(REQUIRED WORK)
Give the listing again word for word. Leave every image out.

(DATASET EXCERPTS)

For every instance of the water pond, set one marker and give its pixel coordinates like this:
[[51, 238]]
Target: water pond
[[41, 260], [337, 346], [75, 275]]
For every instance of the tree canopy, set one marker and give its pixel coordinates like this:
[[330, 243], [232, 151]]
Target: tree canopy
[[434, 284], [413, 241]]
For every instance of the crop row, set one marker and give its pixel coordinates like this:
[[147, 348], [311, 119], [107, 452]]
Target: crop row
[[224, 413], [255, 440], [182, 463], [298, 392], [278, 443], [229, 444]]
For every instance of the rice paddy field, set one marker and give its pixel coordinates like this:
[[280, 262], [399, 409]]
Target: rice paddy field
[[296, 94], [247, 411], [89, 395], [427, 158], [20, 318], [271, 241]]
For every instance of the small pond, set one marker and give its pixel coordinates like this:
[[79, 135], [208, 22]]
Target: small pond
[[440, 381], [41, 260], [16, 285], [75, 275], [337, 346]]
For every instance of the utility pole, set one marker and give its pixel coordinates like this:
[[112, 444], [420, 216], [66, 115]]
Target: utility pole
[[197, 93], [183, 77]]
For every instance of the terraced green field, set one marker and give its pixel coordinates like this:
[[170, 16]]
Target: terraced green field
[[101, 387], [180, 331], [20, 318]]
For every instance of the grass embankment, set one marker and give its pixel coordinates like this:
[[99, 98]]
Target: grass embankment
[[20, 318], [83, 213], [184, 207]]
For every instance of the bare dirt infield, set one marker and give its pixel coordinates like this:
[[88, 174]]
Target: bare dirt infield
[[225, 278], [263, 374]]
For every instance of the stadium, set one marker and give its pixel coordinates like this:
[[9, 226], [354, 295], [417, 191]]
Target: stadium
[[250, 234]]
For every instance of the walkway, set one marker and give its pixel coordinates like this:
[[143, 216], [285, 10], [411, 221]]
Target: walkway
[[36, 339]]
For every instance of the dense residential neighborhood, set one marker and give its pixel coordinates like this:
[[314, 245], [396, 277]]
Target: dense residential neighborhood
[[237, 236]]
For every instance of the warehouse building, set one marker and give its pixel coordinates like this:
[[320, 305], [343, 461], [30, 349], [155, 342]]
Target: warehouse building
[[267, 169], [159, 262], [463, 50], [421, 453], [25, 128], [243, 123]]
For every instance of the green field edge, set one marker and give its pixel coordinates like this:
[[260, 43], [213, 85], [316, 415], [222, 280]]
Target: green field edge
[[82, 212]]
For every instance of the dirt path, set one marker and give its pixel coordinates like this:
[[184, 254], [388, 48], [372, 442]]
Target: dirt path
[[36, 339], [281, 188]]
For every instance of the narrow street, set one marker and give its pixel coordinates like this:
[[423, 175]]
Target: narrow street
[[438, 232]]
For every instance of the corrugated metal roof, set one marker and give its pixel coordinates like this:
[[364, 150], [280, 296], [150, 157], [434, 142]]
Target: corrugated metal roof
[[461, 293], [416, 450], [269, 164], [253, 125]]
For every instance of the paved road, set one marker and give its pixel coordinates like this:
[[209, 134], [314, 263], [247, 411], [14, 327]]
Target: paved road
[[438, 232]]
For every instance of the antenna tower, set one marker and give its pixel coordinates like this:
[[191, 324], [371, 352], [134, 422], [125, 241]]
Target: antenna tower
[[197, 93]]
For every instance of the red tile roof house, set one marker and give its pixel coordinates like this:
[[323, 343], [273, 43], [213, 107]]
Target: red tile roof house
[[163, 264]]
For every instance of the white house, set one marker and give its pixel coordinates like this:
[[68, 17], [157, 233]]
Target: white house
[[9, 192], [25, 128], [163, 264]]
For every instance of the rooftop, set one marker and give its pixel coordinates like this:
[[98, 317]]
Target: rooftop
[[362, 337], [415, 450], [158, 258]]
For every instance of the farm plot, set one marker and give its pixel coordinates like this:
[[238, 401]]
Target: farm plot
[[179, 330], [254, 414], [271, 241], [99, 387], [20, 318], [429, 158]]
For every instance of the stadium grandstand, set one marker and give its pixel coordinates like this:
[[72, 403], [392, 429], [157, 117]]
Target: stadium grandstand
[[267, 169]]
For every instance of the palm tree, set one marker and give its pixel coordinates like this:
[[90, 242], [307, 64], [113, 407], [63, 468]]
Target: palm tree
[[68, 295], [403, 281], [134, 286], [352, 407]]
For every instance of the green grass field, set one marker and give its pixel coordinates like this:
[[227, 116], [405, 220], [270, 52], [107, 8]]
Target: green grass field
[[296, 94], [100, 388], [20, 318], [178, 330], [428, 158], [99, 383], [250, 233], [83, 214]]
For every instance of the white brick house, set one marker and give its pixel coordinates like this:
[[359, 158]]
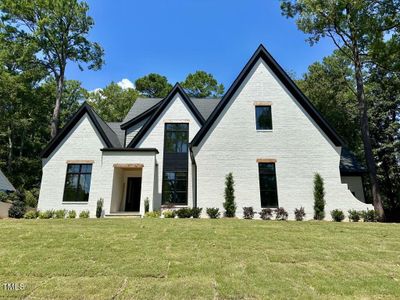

(OUTPUT OF THE TASK)
For every instance of the water pond, set one marker and give its pixel coordinates like this:
[[51, 238]]
Target: water pond
[[41, 260], [337, 346], [75, 275]]
For every instance of the tree canopy, set one marker and give its pixel coordinates like this:
[[330, 243], [232, 151]]
Target: tree canopy
[[434, 284], [413, 241]]
For every instance of the crop row, set one marker and give its pixel coordinates like this:
[[147, 348], [311, 119], [107, 452]]
Target: crop row
[[224, 413], [255, 440], [182, 463], [298, 392], [278, 443], [229, 444]]
For every instance of the rice paddy field, set one marker and give its pixel coordinates like this:
[[280, 262], [399, 409]]
Target: rice paddy field
[[296, 94], [247, 411], [89, 395], [427, 158], [20, 318], [271, 241]]
For every instance of the small pond, set one marker and give its pixel coordinates like this:
[[79, 135], [208, 22]]
Target: small pond
[[440, 381], [41, 260], [16, 285], [75, 275], [337, 346]]
For every instance of the utility pole, set one marker and give its pixel coordinates like this:
[[112, 444], [420, 216], [66, 115]]
Target: utility pole
[[197, 93], [183, 77]]
For every instance of the terraced green field, set one marker and give its pixel coordinates like this:
[[170, 16]]
Target: terraced green field
[[101, 387], [180, 331], [20, 318]]
For every instance of the grass embankment, set one marker and give its pixel coordinates like this:
[[99, 98]]
Target: grass embankment
[[20, 318], [83, 213], [184, 207]]
For every instance of the bare dirt infield, set one marker and give its pixel coordinates like this:
[[88, 174]]
Target: bare dirt infield
[[225, 278], [263, 374]]
For every instance of the stadium, set one marker and give its pixel coordinates like this:
[[9, 226], [354, 295], [417, 191]]
Target: stadium
[[250, 234]]
For every instance of the walkway, set one marker and give its pixel coordinates like this:
[[143, 216], [285, 10], [411, 221]]
Target: walkway
[[36, 339]]
For every instance of the dense residential neighborhood, set one marker and give its pixel coordinates like this:
[[314, 245], [396, 277]]
Target: dense residential neighborhood
[[237, 236]]
For every instance of the warehouse building, set one marker and give its pixel coordinates like this:
[[320, 305], [343, 461], [30, 349], [155, 342]]
Target: warehouse building
[[267, 169], [159, 262], [463, 50], [421, 453], [25, 128], [243, 123]]
For every instance of the green field edge, set one marker and give its pixel coordinates like this:
[[260, 43], [213, 85], [316, 415], [222, 280]]
Target: green field edge
[[82, 212]]
For every instance of the dirt path, set one marker and give its pixel coordinates like this:
[[184, 254], [388, 48], [372, 442]]
Target: dirt path
[[36, 339], [281, 188]]
For every instance of the narrow street, set one marker and give its pixel coordinates like this:
[[423, 175]]
Target: narrow street
[[438, 232]]
For every instance of the corrugated metal roof, set one marker and give its pixel coordinates like this:
[[364, 150], [280, 296], [150, 157], [434, 142]]
Target: corrugated metal roof
[[461, 293], [416, 450], [269, 164], [253, 125]]
For every instance of the paved road, set one marker and give its pixel coordinates like this:
[[209, 134], [314, 263], [247, 411], [14, 327]]
Target: paved road
[[438, 232]]
For every instance of the antenna tower, set one marker and give its pixel coordinates like this:
[[191, 324], [371, 352], [134, 422], [125, 241]]
Target: antenna tower
[[197, 93]]
For every instance of the red tile roof house, set one marker and give its pixel coordinates like this:
[[323, 343], [273, 43], [213, 107]]
Target: red tile roof house
[[163, 264]]
For every instance of the white house, set one marker and give its pixel coordinates like this:
[[68, 17], [157, 233]]
Target: white house
[[9, 192], [25, 128], [163, 264]]
For every instance of the rooftop, set one marker and give its pixel coordinates like this:
[[98, 317]]
Target: rooftop
[[362, 337], [415, 450], [158, 258]]
For every instance of the farm plot, set one marker and give its pixel coordinates like this:
[[238, 401]]
Target: farm plot
[[179, 330], [254, 414], [271, 241], [99, 387], [20, 318], [429, 158]]
For every instance of the stadium grandstand, set one marker and give its pixel coordinates like this:
[[72, 403], [392, 429], [157, 117]]
Target: stadium grandstand
[[267, 169]]
For every instance of the palm tree, set one marker and give its pixel coordinates like this:
[[90, 242], [307, 64], [113, 407], [63, 468]]
Target: palm tree
[[68, 295], [403, 281], [134, 286], [352, 407]]
For every instance of the green grass field, set one marker and give its pixel coordinates like this:
[[227, 116], [405, 220], [270, 52], [107, 8]]
Target: green grass field
[[296, 94], [100, 388], [20, 318], [178, 330], [428, 158], [99, 383], [250, 233], [83, 214]]
For every instance of the white brick house, set one marker and give its pixel coordinates like this:
[[359, 158]]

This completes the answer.